WHAT IS EXPECTED — Omit the images. Copy each entry word for word.

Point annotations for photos
--

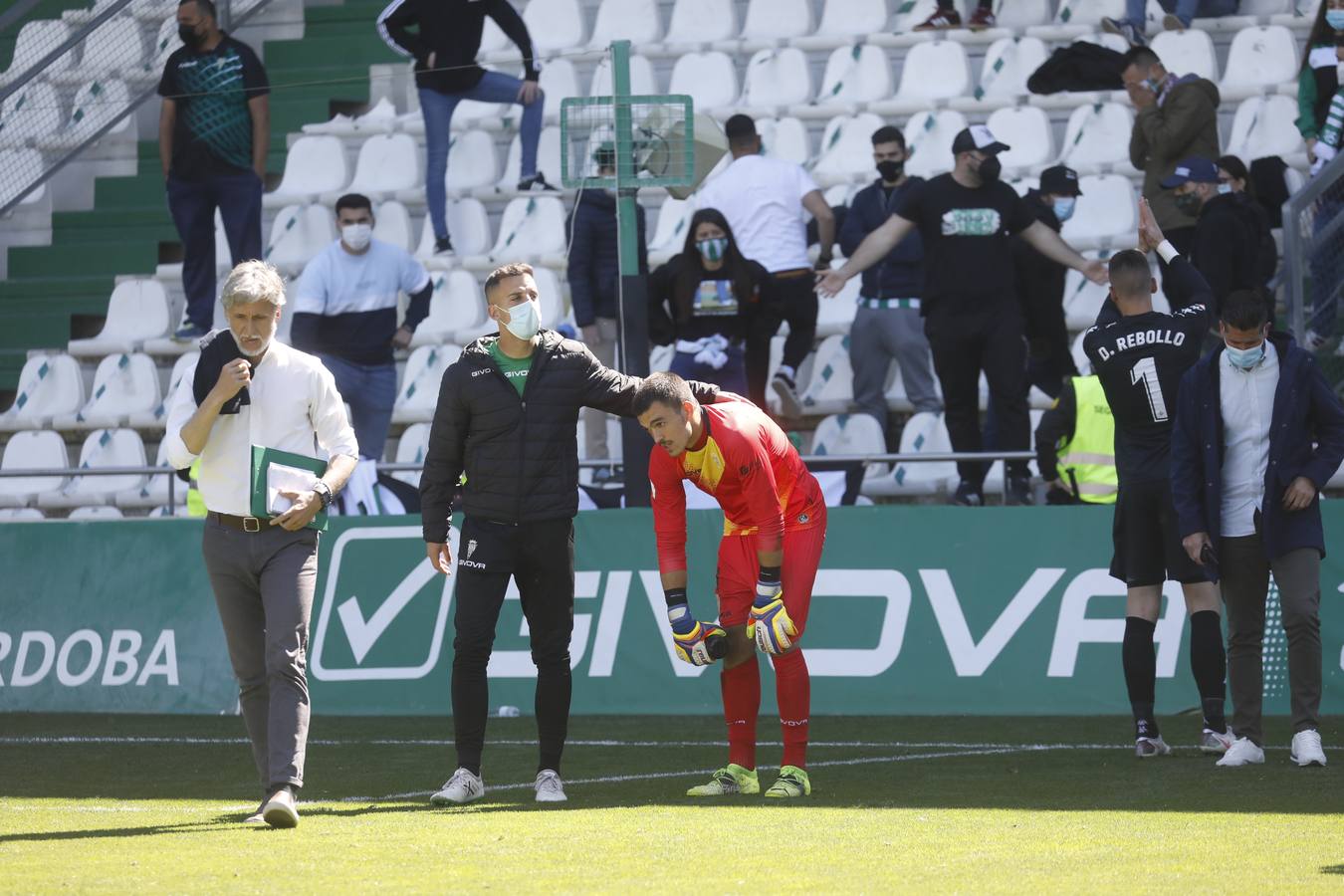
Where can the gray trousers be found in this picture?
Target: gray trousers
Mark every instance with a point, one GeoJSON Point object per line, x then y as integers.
{"type": "Point", "coordinates": [603, 346]}
{"type": "Point", "coordinates": [879, 336]}
{"type": "Point", "coordinates": [1244, 569]}
{"type": "Point", "coordinates": [264, 588]}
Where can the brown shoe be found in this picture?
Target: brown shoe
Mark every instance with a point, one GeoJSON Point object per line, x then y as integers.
{"type": "Point", "coordinates": [280, 810]}
{"type": "Point", "coordinates": [941, 20]}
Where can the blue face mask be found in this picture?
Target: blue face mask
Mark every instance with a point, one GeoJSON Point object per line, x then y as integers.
{"type": "Point", "coordinates": [1244, 357]}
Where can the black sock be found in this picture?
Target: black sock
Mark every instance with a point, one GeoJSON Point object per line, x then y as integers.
{"type": "Point", "coordinates": [1140, 661]}
{"type": "Point", "coordinates": [1209, 662]}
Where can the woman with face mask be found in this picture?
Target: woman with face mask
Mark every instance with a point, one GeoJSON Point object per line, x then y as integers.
{"type": "Point", "coordinates": [701, 301]}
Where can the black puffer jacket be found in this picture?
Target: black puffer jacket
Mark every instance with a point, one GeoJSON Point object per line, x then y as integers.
{"type": "Point", "coordinates": [521, 456]}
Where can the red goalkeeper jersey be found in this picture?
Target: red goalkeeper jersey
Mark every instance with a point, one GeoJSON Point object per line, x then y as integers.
{"type": "Point", "coordinates": [750, 468]}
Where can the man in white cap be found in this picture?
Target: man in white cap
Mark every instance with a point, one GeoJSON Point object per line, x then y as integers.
{"type": "Point", "coordinates": [972, 315]}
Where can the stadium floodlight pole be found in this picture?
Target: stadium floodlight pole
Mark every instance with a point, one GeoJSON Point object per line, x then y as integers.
{"type": "Point", "coordinates": [633, 348]}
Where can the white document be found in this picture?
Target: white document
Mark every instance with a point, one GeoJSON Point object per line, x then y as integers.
{"type": "Point", "coordinates": [285, 479]}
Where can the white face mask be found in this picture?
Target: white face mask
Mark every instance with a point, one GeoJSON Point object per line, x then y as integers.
{"type": "Point", "coordinates": [525, 320]}
{"type": "Point", "coordinates": [356, 235]}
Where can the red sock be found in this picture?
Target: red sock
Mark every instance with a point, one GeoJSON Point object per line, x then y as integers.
{"type": "Point", "coordinates": [741, 688]}
{"type": "Point", "coordinates": [793, 692]}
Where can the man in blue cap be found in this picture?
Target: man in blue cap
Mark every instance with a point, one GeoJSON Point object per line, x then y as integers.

--

EXERCISE RESULT —
Where can the gray trousers be found in this picture?
Target: gray trousers
Mark every instance with a point, one GeoJSON Point object per line, x then y as integers.
{"type": "Point", "coordinates": [603, 346]}
{"type": "Point", "coordinates": [879, 336]}
{"type": "Point", "coordinates": [1244, 569]}
{"type": "Point", "coordinates": [264, 588]}
Where can the brown shoe be found in this picture?
Target: brown shoe
Mark every instance with a point, one GeoJSON Point object per line, x then y as integers.
{"type": "Point", "coordinates": [280, 810]}
{"type": "Point", "coordinates": [941, 20]}
Where can the blue face mask be found in this picture?
Target: blue face mask
Mark every instance with a point, one GeoJSON Point object per line, x then y as integers.
{"type": "Point", "coordinates": [1244, 357]}
Where can the black sock be found in this picture?
Target: black sock
Mark every instance with a point, one GeoJSON Point object per line, x then y as integers.
{"type": "Point", "coordinates": [1140, 661]}
{"type": "Point", "coordinates": [1209, 662]}
Where can the woman with face mask be found in this picture?
Target: woman with face mask
Mark every instance with a point, one GeoJSON Point object per line, x then y as integers.
{"type": "Point", "coordinates": [701, 301]}
Where can the black puffer jacket be found in this picture?
Target: black puffer jacket
Mark every instance with a point, one GeoJSON Point object per line, x then y as integers.
{"type": "Point", "coordinates": [521, 456]}
Where can the red goalkeeper jersey be found in this picture?
Target: red goalkeeper jersey
Mark every instance with a point, one GeoJSON Point object per line, x then y as integers.
{"type": "Point", "coordinates": [750, 468]}
Where can the man in white cap be found in this picture?
Target: man in white cap
Mark every instance with a point, one GeoJSON Point object per line, x then y as integers.
{"type": "Point", "coordinates": [972, 315]}
Where can the stadium floodlight pole be found in this picture?
Target: stadium floodlight pole
Mark every instance with a point, one GeoJSON Point object per line, x then y as integers.
{"type": "Point", "coordinates": [633, 348]}
Where can the white document be found in this picture?
Target: white document
Mark every instance with a point, one GeoJSON Point object per line, x then y as integers.
{"type": "Point", "coordinates": [285, 479]}
Where can the white face mask be found in this picture?
Target: white face mask
Mark every instance with a point, one GeoJSON Point object per line, x then y as integers.
{"type": "Point", "coordinates": [525, 320]}
{"type": "Point", "coordinates": [356, 235]}
Where can the red sock be found in this picture?
Target: red sock
Mark every instance with a point, one GeoJSON Point object per line, x then y as integers.
{"type": "Point", "coordinates": [741, 688]}
{"type": "Point", "coordinates": [793, 692]}
Where can the man in blue cap be found in this picture?
Target: man in blue cap
Mark every instance with a point, one GeoJSON Point object per line, x then y as integers.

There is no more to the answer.